* [GIVEN ENTRIES]
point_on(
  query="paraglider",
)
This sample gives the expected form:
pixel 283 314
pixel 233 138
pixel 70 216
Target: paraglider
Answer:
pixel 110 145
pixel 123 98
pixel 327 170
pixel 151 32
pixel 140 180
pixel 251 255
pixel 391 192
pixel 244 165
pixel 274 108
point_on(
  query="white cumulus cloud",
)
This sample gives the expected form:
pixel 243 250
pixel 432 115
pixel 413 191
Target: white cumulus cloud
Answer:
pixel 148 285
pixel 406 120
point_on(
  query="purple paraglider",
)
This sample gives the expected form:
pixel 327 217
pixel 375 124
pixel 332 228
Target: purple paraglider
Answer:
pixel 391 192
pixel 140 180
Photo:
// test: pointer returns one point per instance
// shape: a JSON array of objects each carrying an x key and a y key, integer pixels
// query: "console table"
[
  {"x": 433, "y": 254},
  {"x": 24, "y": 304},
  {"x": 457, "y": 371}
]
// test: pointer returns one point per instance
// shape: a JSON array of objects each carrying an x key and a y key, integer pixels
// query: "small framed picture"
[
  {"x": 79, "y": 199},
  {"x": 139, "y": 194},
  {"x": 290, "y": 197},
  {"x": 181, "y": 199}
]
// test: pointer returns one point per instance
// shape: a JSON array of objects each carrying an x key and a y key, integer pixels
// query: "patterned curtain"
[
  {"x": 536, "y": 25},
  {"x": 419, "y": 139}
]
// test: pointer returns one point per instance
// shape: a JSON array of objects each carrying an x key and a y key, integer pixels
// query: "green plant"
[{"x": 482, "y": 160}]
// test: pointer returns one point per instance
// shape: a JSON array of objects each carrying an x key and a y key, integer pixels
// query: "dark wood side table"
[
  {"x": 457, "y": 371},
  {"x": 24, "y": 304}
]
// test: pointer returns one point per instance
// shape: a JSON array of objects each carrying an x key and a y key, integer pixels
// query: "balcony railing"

* [WHAT YOU ARE ASKED TO DO]
Exactly as written above, reproduce all of the entries.

* [EXPECTED OUTPUT]
point_on(
  query="paraglider",
)
This sample gives the expected form:
pixel 283 314
pixel 233 138
pixel 70 216
Target: paraglider
Answer:
pixel 110 145
pixel 123 98
pixel 327 170
pixel 151 32
pixel 140 180
pixel 251 255
pixel 391 192
pixel 244 165
pixel 274 108
point_on(
  query="white cumulus cloud",
)
This sample gives the expected form:
pixel 243 250
pixel 432 115
pixel 413 191
Target: white cumulus cloud
Answer:
pixel 148 285
pixel 406 120
point_on(
  query="purple paraglider",
)
This sample gives the expected form:
pixel 327 217
pixel 375 124
pixel 332 228
Target: purple paraglider
Answer:
pixel 391 192
pixel 140 180
Photo:
// test: pointer returns one point per instance
// shape: a JSON array of objects each carrying an x key and a y key, integer pixels
// query: "console table"
[
  {"x": 433, "y": 254},
  {"x": 24, "y": 304},
  {"x": 457, "y": 371}
]
// test: pointer returns one point per instance
// shape: a JSON array of objects each carrying an x key and a y key, integer pixels
// query: "small framed picture"
[
  {"x": 79, "y": 199},
  {"x": 139, "y": 194},
  {"x": 290, "y": 197},
  {"x": 181, "y": 199}
]
// test: pointer returns one point per instance
// shape: a JSON array of objects each carrying an x key and a y key, integer pixels
// query: "patterned curtain"
[
  {"x": 536, "y": 25},
  {"x": 419, "y": 139}
]
// test: pointer returns one point per instance
// shape: a JSON array of objects each carrying an x key and a y key, integer pixels
// query: "green plant"
[{"x": 482, "y": 160}]
// test: pointer returns one point per instance
// shape: a JSON array of objects each carrying an x key and a y key, integer pixels
// query: "dark wood side table"
[
  {"x": 457, "y": 371},
  {"x": 24, "y": 304}
]
// test: pointer returns one point per instance
// shape: a JSON array of objects each carrying an x key and a y key, integer pixels
// query: "balcony railing"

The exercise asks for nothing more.